Provided passage:
══════
InkedMarie - My bully is doing well on the current food, so i feel (my opinion) an allergy test is not needed yet. I just want a cheaper way to buy the current food OR a food that is just as effective, but cheaper. Anyone who disagrees, i am sorry but it's my money, my dog. I just was hoping someone would have either a great source for coupons or a website that has rock bottom prices, or another food that does great with allergic dogs, but cheaper. Then i may try it. That's cool your from Tonawanda, I'm in Williamsville.

LazyGRanch713 - about a holistic vet, i will consider it once i run out of options. As far as symtoms that he HAD, ALL you mentioned were seen at one time or another with the prior foods. But he has been great for over a year now with the current food.

RonE - SOME wholesalers sell to the general public (increasing profits=capitalism) not just companies. I thought you knew that.
══════
Material supplied:
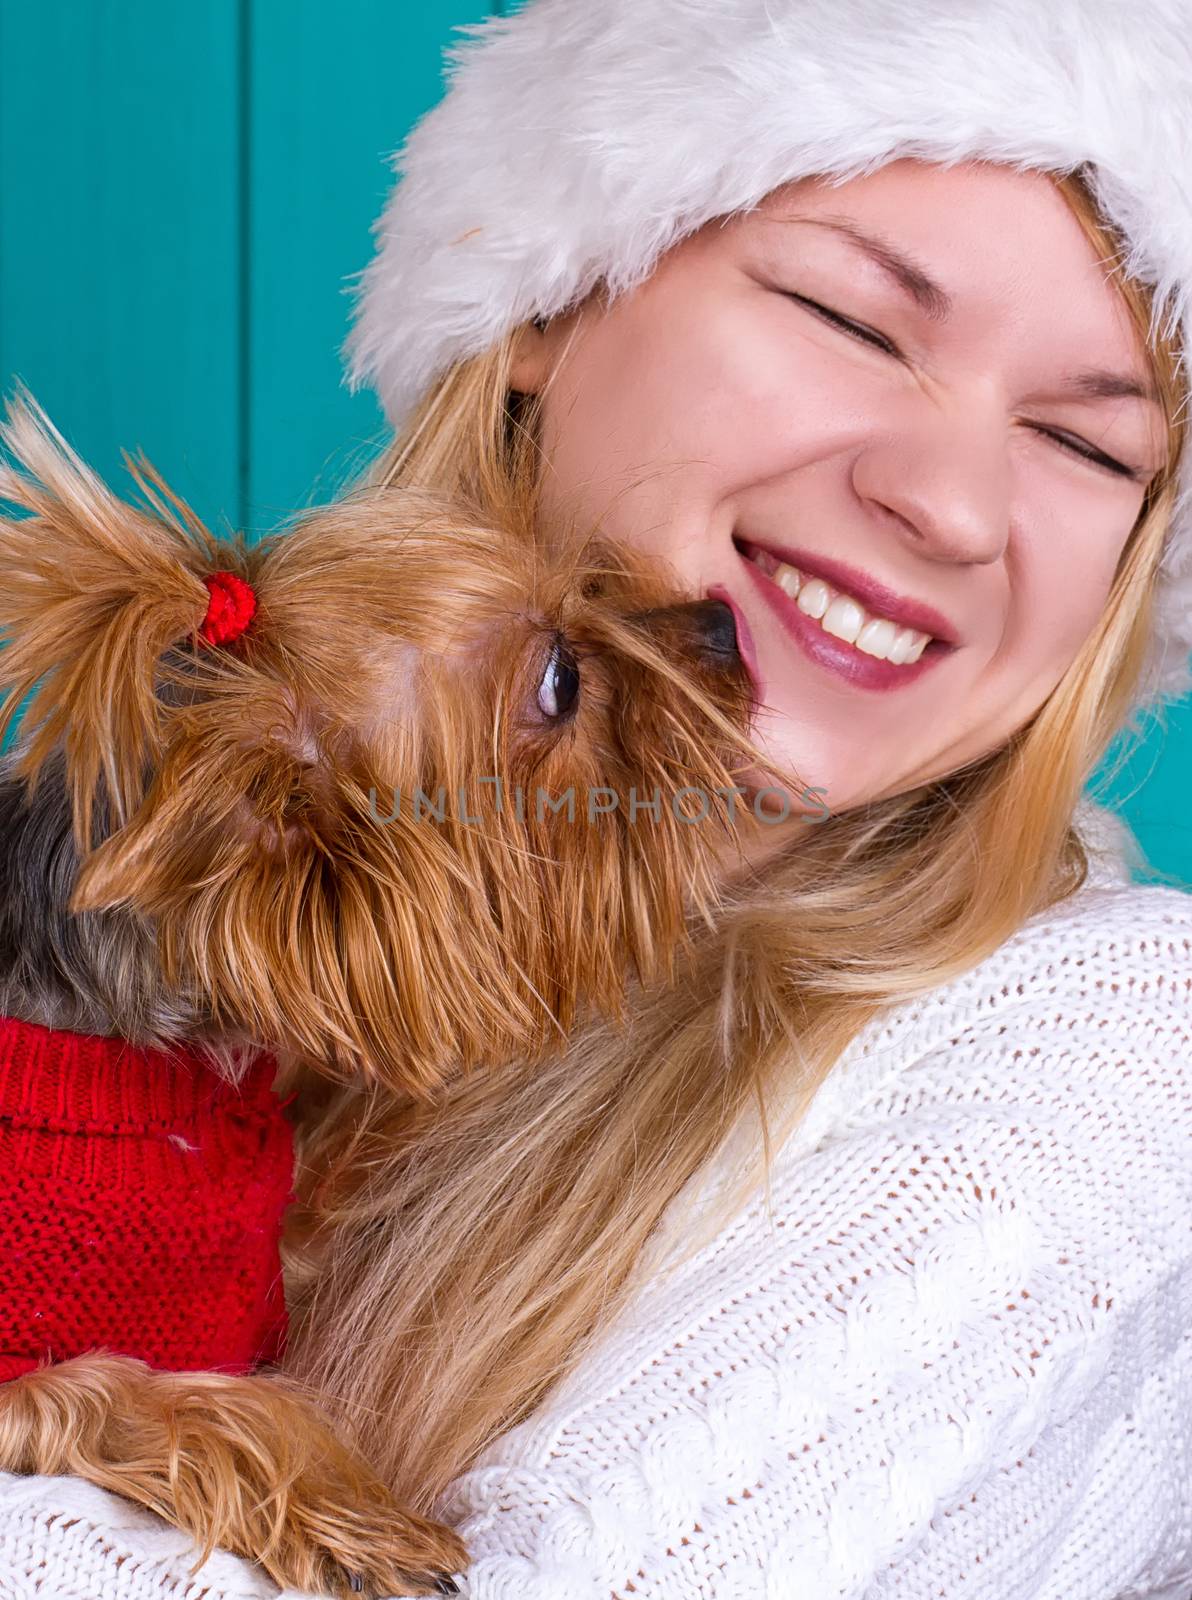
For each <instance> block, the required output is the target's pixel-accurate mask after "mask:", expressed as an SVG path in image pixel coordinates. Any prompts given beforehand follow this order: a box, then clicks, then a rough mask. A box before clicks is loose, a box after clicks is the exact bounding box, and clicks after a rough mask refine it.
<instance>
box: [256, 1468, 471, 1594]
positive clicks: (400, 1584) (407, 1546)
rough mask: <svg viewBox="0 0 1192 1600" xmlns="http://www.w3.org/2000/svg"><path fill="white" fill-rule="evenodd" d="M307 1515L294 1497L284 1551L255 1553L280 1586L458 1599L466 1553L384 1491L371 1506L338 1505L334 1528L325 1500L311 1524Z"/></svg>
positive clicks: (342, 1593) (453, 1535)
mask: <svg viewBox="0 0 1192 1600" xmlns="http://www.w3.org/2000/svg"><path fill="white" fill-rule="evenodd" d="M306 1510H307V1507H304V1506H302V1504H301V1499H294V1498H293V1496H291V1501H290V1507H288V1512H290V1523H291V1526H290V1531H288V1538H286V1539H285V1549H278V1550H277V1552H275V1554H269V1555H266V1558H264V1560H262V1554H261V1552H258V1560H259V1562H262V1565H264V1566H266V1568H267V1570H269V1573H270V1576H272V1578H274V1579H275V1581H282V1582H283V1584H288V1586H293V1587H296V1589H302V1587H306V1589H307V1590H310V1589H312V1590H314V1592H315V1594H333V1595H338V1597H339V1595H344V1597H346V1600H350V1597H352V1595H360V1597H363V1600H387V1597H390V1595H402V1597H405V1595H437V1594H438V1595H451V1594H458V1587H459V1586H458V1584H456V1581H454V1578H453V1574H454V1573H461V1571H462V1570H464V1568H466V1566H467V1550H466V1547H464V1544H462V1541H461V1539H459V1536H458V1534H454V1533H453V1531H451V1530H450V1528H445V1526H442V1525H440V1523H435V1522H430V1520H427V1518H424V1517H418V1515H414V1514H413V1512H408V1510H403V1509H402V1507H400V1506H397V1504H395V1502H394V1501H392V1499H390V1498H389V1496H387V1494H384V1493H382V1494H379V1496H378V1499H376V1501H374V1502H371V1504H368V1506H366V1507H363V1506H362V1504H360V1502H357V1504H355V1506H354V1507H352V1509H350V1510H347V1507H341V1510H347V1515H344V1517H342V1518H336V1522H334V1523H331V1522H330V1520H328V1518H326V1517H325V1514H323V1512H325V1507H323V1502H322V1501H320V1502H318V1504H315V1506H312V1507H309V1510H310V1512H312V1520H310V1522H309V1523H307V1518H306Z"/></svg>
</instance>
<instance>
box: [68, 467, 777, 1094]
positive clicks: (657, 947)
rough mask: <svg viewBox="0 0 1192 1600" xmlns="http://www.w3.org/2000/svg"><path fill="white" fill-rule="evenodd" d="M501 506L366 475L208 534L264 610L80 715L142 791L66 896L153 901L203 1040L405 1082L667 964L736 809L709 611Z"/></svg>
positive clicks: (750, 693) (565, 1014)
mask: <svg viewBox="0 0 1192 1600" xmlns="http://www.w3.org/2000/svg"><path fill="white" fill-rule="evenodd" d="M125 512H126V515H128V517H136V515H139V514H136V512H131V510H128V509H126V507H125ZM515 523H517V518H515V517H514V515H512V514H510V517H509V518H507V520H506V522H502V523H501V526H491V525H486V523H483V522H480V520H478V518H475V517H474V515H472V514H469V512H467V510H466V509H462V507H461V506H458V504H454V502H451V501H446V499H443V498H442V496H437V494H430V493H424V491H411V490H374V491H370V493H368V494H360V496H355V498H352V499H347V501H344V502H341V504H339V506H333V507H326V509H322V510H318V512H314V514H312V515H309V517H307V518H306V520H304V522H302V523H301V525H298V526H296V528H293V530H290V531H286V533H283V534H280V536H275V538H272V539H270V541H266V542H264V544H261V546H258V547H254V549H235V550H230V549H229V547H224V549H222V552H221V555H222V563H221V565H227V563H229V562H230V560H235V562H237V570H238V571H242V573H243V576H245V578H246V579H248V581H250V582H251V584H253V589H254V592H256V597H258V613H256V616H254V619H253V624H251V626H250V629H248V632H246V634H245V635H243V637H242V638H240V640H237V643H235V645H234V646H227V648H219V650H216V648H211V646H206V645H203V643H202V642H198V640H197V638H192V640H190V642H187V643H184V645H179V643H176V645H173V646H171V648H170V650H166V651H165V653H162V656H160V658H158V661H157V664H155V682H154V688H152V712H146V714H142V715H141V717H139V722H138V718H134V717H126V715H122V717H120V718H117V720H114V722H110V723H109V725H107V726H104V728H101V733H102V739H107V741H117V742H118V741H120V739H122V738H123V733H122V730H125V728H126V726H128V728H131V726H133V723H138V726H139V733H136V730H134V736H136V738H138V739H141V744H139V749H141V752H142V758H144V782H142V784H141V786H139V787H138V786H133V789H131V790H128V794H126V797H125V805H123V806H117V808H115V811H114V816H115V822H117V826H115V827H112V829H110V830H107V835H106V837H102V838H101V840H99V842H98V848H94V850H93V851H91V853H90V854H88V856H86V859H85V861H83V866H82V870H80V875H78V882H77V888H75V893H74V899H72V910H75V912H77V910H99V909H114V907H125V909H128V910H130V912H131V914H134V915H138V917H141V918H146V917H147V918H152V922H154V925H155V930H157V947H158V950H160V958H162V982H163V984H165V986H166V989H170V987H176V989H178V990H179V992H182V994H187V995H195V997H198V998H200V1000H202V1003H203V1005H205V1006H206V1008H208V1011H210V1018H211V1024H213V1027H214V1029H218V1030H221V1032H222V1034H227V1032H232V1034H235V1032H242V1034H243V1035H245V1037H246V1038H253V1040H258V1042H261V1043H267V1045H270V1046H272V1048H275V1050H278V1051H283V1053H291V1054H293V1056H296V1058H299V1059H301V1061H302V1062H306V1064H314V1066H322V1067H325V1069H328V1070H331V1072H334V1074H338V1075H360V1074H363V1075H371V1077H376V1078H379V1080H384V1082H387V1083H390V1085H394V1086H397V1088H402V1090H406V1091H411V1093H414V1094H422V1093H429V1091H432V1090H434V1088H435V1085H437V1083H438V1082H440V1080H442V1075H443V1074H445V1072H446V1070H450V1069H451V1067H453V1066H456V1064H458V1066H469V1064H475V1062H483V1061H490V1062H496V1061H504V1059H512V1058H515V1056H534V1054H536V1053H539V1051H541V1050H542V1048H549V1046H550V1043H552V1042H554V1040H562V1035H563V1034H565V1030H566V1029H568V1027H570V1026H571V1022H573V1021H574V1019H576V1016H578V1014H579V1013H581V1011H582V1008H586V1006H594V1008H595V1010H598V1011H605V1013H614V1014H616V1013H618V1011H619V1008H621V998H622V990H624V982H626V976H627V973H629V971H637V974H638V976H640V978H642V979H645V981H650V979H654V978H658V976H662V974H666V971H667V970H669V966H670V962H672V958H674V954H675V950H677V947H678V946H680V941H682V938H683V928H685V917H686V915H688V914H690V912H691V909H693V906H696V907H698V906H699V904H701V902H704V899H706V898H707V896H709V894H710V893H712V883H714V870H715V864H717V862H718V859H720V858H722V854H723V851H725V848H726V846H728V843H730V842H731V834H733V827H731V819H733V816H734V813H736V814H738V816H744V811H741V810H738V800H736V797H734V795H733V786H734V771H736V770H739V768H742V766H744V765H747V760H749V758H750V749H752V747H750V746H749V741H747V738H746V731H747V728H749V722H750V715H752V685H750V680H749V675H747V672H746V669H744V666H742V662H741V658H739V654H738V651H736V640H734V634H733V622H731V614H730V613H728V610H726V608H725V606H723V605H720V603H718V602H694V603H683V602H682V600H677V598H675V592H674V589H672V587H670V586H669V582H667V581H666V578H664V576H662V574H659V571H658V568H654V566H651V565H650V563H648V562H646V560H645V558H643V557H640V555H634V554H630V552H627V550H610V549H602V547H600V544H598V542H595V541H592V539H579V538H566V539H563V538H558V539H557V541H555V542H554V544H547V542H546V541H542V539H541V538H534V536H533V534H531V533H530V530H528V528H525V526H517V525H515ZM128 542H130V546H133V547H134V544H136V530H134V528H130V530H128ZM146 582H149V579H146ZM203 594H205V590H203ZM139 602H141V605H142V606H144V605H146V594H144V589H142V592H141V597H139ZM200 614H202V608H200ZM109 654H110V653H109ZM101 723H102V717H101ZM150 723H152V726H150V731H149V736H147V738H146V726H149V725H150ZM130 738H133V734H130ZM146 752H147V754H146ZM125 755H128V752H125ZM130 765H131V762H130V760H123V762H122V763H117V765H115V766H112V765H110V763H107V760H106V758H104V757H101V758H98V766H99V768H102V770H110V771H118V770H120V768H122V766H123V768H130Z"/></svg>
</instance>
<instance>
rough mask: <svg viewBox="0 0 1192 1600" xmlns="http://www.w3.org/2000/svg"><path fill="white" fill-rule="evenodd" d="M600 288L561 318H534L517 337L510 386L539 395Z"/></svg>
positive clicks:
══════
What you should do: Copy the dog-food forum thread from "LazyGRanch713 - about" through "the current food.", renaming "holistic vet" as "natural-medicine vet".

Final answer:
LazyGRanch713 - about a natural-medicine vet, i will consider it once i run out of options. As far as symtoms that he HAD, ALL you mentioned were seen at one time or another with the prior foods. But he has been great for over a year now with the current food.